Pour Marx, scrupuleusement repris sur ce point par Lénine dans L’État et la révolution, rédigé en 1917 en pleine révolution russe, la Commune avait entrepris un véritable chantier de destruction de l’appareil répressif et idéologique mis en place historiquement par l’État bourgeois en supprimant l’armée permanente, remplacée « par le peuple en armes », en dépouillant la police « de ses attributs politiques », en décrétant la séparation de l’Église et de l’État qui était censée miner en profondeur « le pouvoir des prêtres », en dépouillant les juges « de leur feinte indépendance » et, surtout, en rendant « les conseillers municipaux, élus au suffrage universel […,] responsables et révocables à tout moment »17.

Pour Marx, la Commune a donc in fine innové parce qu’elle a « réalisé ce mot d’ordre de toutes les révolutions bourgeoises, le gouvernement à bon marché, en abolissant ces deux grandes sources de dépenses : l’armée et le fonctionnarisme d’État »18. L’Assemblée communale avait en effet tâché de supprimer les grandes sinécures d’État grassement rétribuées au profit de postes de fonctionnaires dont le traitement correspondait au niveau d’un « salaire d’ouvrier ». Devant l’histoire, la Commune prouvait que l’État ouvrier serait infiniment moins coûteux à la société que l’État bourgeois. Rien de plus normal pour Lénine, puisque, l’État étant essentiellement un organe de domination d’une classe sur une autre, il allait de soi que la domination de la majorité sur une minorité exigeait autrement moins de moyens, humains et financiers, que la domination d’une minorité sur la majorité.

Deux autres conséquences

Pour Marx, cette œuvre d’assainissement – ce « gouvernement bon marché » – était seconde, puisque l’essence de la Commune était d’être avant tout le « gouvernement de la classe ouvrière ». La dimension « de classe » de la Commune avait deux autres conséquences selon Marx. Selon le théoricien allemand, la Commune n’était pas, malgré son nom, « un organisme parlementaire, mais un corps agissant, exécutif et législatif à la fois »19. Ayant commencé à en finir avec l’appareil d’État parasitaire, la Commune avait supprimé de facto la division du travail historique – présente dans tous les États bourgeois – entre la tribune parlementaire et les alcôves où se réglait réellement la destinée du pays (chancellerie, ministères, salons, conseils d’administration, chambres du commerce et de l’industrie...). Par la grâce de la rupture du 18 mars, l’assemblée parlementaire, de lieu où étaient prononcés de beaux discours creux et où se réalisait le partage de juteux émoluments entre quelques privilégiés, devenait un organe de décision, exprimant directement la volonté populaire. Lénine ajoute qu’avec la Commune, « les organismes représentatifs demeurent », mais c’en est fini du « parlementarisme vénal, pourri jusqu’à la moelle, de la société bourgeoise »20.

### CONSIGNES DE L'EXERCICE
A: Répondez à ces questions d'après le texte sur la Commune :
(i) En quelle année Lénine a-t-il rédigé L'État et la révolution ?
(ii) Selon Marx, quelles sont les deux grandes sources de dépenses abolies par la Commune ?
(iii) Selon Marx, qu'était la Commune, sinon un organisme parlementaire ?
B: Poursuivez le texte sur la Commune après sa dernière phrase.
Les données constituent un matériau indépendant du texte fourni.

### DONNÉES ENREGISTRÉES
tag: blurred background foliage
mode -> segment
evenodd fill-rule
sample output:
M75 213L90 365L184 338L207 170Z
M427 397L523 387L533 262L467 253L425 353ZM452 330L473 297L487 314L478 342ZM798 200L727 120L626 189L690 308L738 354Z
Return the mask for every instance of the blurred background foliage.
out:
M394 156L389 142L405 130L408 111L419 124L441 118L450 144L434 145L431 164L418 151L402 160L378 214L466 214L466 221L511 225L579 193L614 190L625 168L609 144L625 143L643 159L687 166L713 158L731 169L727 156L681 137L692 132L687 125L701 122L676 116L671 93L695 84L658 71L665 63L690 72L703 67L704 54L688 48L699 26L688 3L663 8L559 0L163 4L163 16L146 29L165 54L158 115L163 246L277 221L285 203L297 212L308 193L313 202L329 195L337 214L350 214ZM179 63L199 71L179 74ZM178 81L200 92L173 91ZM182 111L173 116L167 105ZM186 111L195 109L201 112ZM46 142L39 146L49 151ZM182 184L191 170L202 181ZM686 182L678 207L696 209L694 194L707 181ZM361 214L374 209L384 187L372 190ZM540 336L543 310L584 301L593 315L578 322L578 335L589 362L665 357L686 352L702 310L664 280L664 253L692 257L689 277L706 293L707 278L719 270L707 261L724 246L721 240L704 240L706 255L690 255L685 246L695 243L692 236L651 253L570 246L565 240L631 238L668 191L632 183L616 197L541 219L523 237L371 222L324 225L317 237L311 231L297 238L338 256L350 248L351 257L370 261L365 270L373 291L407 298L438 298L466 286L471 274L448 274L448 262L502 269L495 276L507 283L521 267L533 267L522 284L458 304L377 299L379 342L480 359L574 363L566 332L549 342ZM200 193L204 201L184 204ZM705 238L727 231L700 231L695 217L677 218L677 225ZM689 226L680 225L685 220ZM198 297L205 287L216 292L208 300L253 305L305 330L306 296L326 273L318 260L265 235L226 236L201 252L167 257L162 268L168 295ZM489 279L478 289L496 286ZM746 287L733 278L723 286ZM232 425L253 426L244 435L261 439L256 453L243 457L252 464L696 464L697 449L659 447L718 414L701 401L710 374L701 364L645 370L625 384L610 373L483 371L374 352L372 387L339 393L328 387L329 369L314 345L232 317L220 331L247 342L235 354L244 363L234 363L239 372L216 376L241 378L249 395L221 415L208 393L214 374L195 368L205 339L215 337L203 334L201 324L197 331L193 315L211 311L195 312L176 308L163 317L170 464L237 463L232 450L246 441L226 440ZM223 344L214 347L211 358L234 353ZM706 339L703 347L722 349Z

### RÉPONSES ATTENDUES
A:
(i) En 1917.
(ii) L'armée et le fonctionnarisme d'État.
(iii) Un corps agissant, exécutif et législatif à la fois.

B:
Le vieil antiparlementaire Rochefort, devenu boulangiste et antisémite, n’affirmait-il pas en 1897, à La Revue blanche, que l’Assemblée communale, à laquelle il n’avait pas été candidat, constituait « le seul gouvernement honnête qu’il y ait eu en France depuis Pharamond »21 (un ancêtre mythique des rois mérovingiens) ? Selon l’ancien journaliste et député radical Henry Maret, qui se définissait toujours, plus de 25 ans après les faits, comme n’étant « pas du tout pour Versailles [et] pas complètement pour Paris », « saut quelques exceptions, moindres qu’en tout autre régime, les mains restèrent nettes ». Interrogé lui aussi par La Revue blanche, le républicain progressiste Louis Fiaux notait que la Commune constitua « un gouvernement […] où l’on ne comptait pas les citoyens probes »22.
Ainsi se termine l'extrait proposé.